The problem
Go through the records and copy each line where the string "reflection" occurs.

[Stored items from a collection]

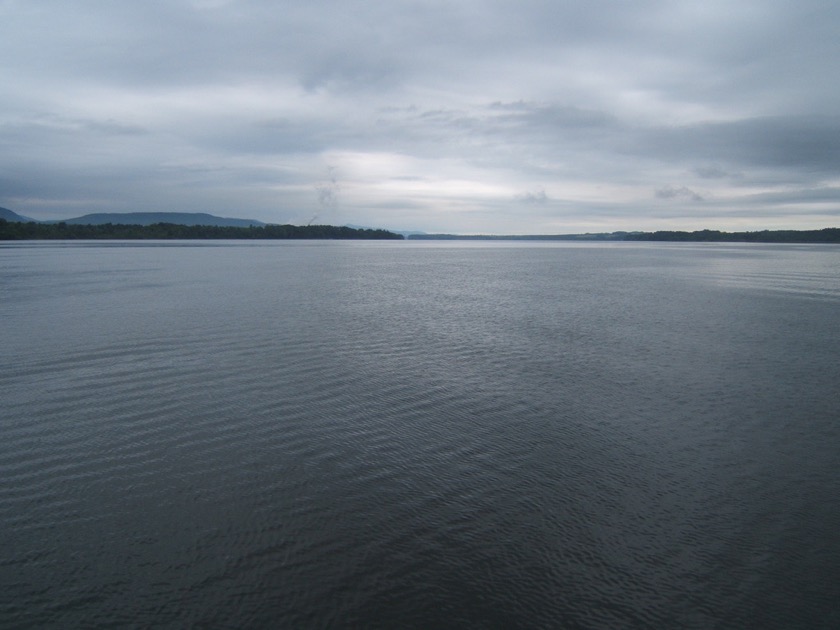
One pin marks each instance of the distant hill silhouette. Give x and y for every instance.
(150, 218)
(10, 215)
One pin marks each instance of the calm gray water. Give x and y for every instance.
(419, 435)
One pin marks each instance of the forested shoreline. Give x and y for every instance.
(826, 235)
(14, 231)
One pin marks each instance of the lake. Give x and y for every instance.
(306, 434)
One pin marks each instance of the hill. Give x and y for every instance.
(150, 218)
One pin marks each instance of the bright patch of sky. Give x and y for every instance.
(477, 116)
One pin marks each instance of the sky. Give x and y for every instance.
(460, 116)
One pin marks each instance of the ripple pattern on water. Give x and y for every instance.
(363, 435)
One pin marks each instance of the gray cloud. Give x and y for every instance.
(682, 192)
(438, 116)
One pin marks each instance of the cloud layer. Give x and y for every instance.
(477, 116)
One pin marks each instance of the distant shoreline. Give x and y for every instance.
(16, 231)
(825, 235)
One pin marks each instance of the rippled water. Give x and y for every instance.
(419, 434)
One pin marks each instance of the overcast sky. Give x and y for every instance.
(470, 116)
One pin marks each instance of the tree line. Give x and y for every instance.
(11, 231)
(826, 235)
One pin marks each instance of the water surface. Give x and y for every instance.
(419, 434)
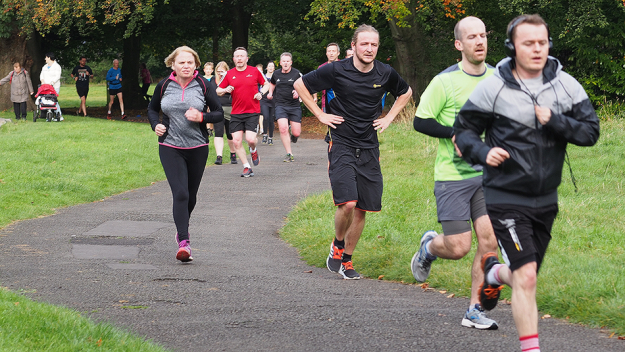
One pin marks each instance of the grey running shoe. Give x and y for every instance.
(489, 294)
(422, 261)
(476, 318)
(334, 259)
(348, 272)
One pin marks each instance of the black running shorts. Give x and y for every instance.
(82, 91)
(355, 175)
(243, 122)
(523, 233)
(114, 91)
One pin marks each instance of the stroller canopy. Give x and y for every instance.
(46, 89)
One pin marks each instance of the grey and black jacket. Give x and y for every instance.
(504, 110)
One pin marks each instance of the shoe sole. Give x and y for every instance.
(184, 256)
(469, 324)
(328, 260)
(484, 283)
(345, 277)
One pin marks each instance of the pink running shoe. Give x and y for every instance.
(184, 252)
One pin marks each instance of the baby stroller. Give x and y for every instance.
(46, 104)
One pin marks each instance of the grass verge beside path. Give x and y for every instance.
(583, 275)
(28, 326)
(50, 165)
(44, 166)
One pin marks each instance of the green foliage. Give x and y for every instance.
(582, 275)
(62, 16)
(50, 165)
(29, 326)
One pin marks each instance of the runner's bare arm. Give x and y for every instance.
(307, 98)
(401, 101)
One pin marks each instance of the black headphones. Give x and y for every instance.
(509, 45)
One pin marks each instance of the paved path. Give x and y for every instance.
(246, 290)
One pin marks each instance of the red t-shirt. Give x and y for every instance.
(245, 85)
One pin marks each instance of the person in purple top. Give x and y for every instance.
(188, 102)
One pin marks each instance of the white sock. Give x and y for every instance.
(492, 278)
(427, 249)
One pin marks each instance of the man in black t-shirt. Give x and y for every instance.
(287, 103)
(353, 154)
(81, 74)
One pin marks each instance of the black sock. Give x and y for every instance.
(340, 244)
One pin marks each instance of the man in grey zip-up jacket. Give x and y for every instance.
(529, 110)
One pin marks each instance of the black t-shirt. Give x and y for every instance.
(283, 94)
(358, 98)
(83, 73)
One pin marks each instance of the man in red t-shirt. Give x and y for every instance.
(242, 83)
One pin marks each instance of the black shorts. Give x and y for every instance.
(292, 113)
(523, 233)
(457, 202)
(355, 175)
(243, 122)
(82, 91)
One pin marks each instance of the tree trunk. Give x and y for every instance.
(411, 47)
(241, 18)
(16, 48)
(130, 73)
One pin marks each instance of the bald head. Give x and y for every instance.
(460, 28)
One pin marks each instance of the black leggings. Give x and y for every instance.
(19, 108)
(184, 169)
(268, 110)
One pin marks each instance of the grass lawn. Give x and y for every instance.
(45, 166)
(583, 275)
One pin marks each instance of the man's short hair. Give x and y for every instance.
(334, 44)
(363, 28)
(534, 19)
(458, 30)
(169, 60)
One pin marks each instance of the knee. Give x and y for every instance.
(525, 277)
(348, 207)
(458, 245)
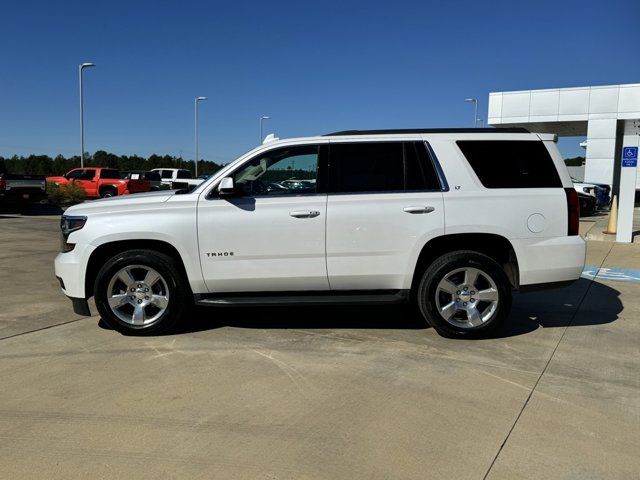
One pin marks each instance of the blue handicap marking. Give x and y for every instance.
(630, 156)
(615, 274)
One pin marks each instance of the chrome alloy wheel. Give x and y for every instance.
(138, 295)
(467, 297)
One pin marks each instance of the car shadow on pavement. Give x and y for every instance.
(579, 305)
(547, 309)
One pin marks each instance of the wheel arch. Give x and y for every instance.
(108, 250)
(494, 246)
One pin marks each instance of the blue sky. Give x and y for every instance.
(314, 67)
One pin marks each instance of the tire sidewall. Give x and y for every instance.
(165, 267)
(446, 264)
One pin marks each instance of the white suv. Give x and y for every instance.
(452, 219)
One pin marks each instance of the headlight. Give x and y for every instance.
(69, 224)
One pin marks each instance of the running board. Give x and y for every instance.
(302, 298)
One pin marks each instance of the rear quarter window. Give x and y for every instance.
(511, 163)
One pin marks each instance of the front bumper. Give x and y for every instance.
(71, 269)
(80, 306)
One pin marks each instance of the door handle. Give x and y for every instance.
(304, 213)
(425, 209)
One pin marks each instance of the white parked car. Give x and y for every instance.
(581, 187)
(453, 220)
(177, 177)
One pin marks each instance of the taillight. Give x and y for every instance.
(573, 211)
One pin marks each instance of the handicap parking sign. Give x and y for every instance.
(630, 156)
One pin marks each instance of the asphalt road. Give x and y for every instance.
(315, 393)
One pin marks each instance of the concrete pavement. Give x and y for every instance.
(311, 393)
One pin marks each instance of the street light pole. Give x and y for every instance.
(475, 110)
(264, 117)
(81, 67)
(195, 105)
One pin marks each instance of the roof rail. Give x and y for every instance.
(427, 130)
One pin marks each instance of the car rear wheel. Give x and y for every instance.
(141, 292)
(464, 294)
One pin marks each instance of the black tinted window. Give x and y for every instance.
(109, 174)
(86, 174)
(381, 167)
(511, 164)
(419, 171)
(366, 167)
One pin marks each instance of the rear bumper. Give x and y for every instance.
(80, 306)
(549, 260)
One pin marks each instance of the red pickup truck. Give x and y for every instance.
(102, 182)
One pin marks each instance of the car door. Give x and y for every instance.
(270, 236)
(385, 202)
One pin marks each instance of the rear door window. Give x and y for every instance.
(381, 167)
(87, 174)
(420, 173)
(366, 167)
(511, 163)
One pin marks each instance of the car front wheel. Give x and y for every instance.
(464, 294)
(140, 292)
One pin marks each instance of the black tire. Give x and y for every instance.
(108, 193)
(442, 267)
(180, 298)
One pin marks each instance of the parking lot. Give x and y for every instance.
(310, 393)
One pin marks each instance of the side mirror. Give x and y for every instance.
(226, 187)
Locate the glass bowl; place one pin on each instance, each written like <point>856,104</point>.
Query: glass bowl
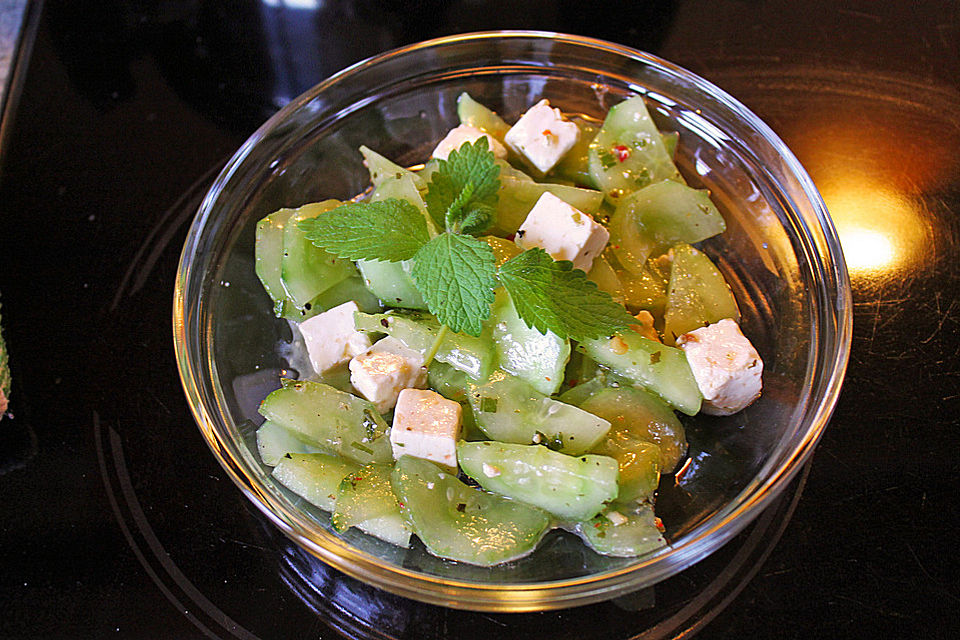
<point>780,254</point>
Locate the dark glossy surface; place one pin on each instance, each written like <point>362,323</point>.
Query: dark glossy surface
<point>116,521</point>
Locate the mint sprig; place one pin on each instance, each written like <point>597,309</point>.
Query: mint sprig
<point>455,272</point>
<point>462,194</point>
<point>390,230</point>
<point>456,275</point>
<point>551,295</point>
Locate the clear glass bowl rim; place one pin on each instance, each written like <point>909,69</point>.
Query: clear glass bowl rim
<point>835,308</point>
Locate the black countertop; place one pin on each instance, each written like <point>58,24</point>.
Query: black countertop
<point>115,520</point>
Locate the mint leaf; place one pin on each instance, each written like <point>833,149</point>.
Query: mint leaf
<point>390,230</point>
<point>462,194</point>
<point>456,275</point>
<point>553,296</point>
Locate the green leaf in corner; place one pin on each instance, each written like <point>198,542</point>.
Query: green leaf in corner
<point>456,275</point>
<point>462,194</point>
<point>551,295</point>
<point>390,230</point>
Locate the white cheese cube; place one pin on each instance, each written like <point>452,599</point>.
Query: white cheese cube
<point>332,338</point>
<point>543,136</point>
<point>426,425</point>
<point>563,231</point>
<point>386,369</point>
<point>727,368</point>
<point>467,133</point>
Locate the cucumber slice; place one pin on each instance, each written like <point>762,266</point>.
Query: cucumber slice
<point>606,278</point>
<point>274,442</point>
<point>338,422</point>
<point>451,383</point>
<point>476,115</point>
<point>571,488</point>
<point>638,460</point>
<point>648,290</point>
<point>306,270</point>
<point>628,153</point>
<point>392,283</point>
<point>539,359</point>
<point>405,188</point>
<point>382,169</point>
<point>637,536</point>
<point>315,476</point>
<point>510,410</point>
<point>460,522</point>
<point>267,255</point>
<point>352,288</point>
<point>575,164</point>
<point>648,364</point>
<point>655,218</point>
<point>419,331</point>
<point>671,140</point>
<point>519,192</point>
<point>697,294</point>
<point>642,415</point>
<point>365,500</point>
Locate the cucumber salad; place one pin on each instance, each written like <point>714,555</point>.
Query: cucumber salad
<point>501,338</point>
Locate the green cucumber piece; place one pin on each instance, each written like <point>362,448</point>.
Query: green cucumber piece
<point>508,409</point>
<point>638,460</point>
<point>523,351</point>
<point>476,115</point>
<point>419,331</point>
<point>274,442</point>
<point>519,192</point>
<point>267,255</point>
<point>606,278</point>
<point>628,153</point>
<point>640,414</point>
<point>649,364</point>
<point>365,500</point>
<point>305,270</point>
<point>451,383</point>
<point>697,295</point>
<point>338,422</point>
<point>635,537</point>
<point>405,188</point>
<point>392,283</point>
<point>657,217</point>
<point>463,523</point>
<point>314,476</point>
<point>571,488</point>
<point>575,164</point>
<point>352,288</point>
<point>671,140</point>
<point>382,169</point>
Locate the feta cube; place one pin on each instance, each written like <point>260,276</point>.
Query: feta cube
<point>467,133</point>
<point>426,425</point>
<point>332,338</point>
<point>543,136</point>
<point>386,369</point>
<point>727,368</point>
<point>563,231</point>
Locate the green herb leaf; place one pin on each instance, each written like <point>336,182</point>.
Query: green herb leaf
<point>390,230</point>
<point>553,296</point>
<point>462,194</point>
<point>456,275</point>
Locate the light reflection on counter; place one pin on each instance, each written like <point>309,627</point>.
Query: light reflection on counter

Finished task
Locate the light reflection on counter; place one pin on each instance, each written like <point>309,627</point>.
Query: light reflection on counter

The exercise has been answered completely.